◆ WRITTEN INSTRUCTION ◆
Go through the listing below and keep only the lines that contain the string "outline". Treat uppercase and lowercase as different.

◆ DATA SHOWN ◆
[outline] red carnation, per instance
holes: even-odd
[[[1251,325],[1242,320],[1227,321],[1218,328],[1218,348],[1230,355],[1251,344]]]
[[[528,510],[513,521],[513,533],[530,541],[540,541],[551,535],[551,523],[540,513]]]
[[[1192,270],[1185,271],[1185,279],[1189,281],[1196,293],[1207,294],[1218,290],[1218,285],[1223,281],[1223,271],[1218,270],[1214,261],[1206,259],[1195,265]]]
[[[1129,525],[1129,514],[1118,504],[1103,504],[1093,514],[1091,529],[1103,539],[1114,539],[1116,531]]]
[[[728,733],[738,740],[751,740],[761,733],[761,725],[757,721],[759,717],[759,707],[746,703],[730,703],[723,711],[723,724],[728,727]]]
==
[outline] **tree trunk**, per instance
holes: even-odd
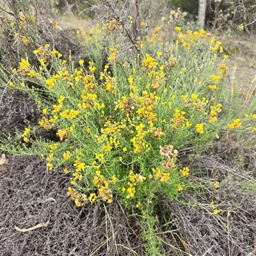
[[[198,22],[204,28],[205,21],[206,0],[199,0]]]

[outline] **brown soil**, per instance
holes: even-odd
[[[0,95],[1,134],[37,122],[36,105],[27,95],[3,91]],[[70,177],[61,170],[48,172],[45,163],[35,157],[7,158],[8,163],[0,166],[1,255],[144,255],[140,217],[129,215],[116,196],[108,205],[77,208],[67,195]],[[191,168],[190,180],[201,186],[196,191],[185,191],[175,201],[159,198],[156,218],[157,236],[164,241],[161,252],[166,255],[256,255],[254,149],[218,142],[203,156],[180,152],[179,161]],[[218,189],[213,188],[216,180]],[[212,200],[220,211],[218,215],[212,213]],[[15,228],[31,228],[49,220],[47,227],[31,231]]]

◆ OUTPUT FOR THIS TASK ◆
[outline] red carnation, per instance
[outline] **tree trunk**, per instance
[outline] **brown soil**, per instance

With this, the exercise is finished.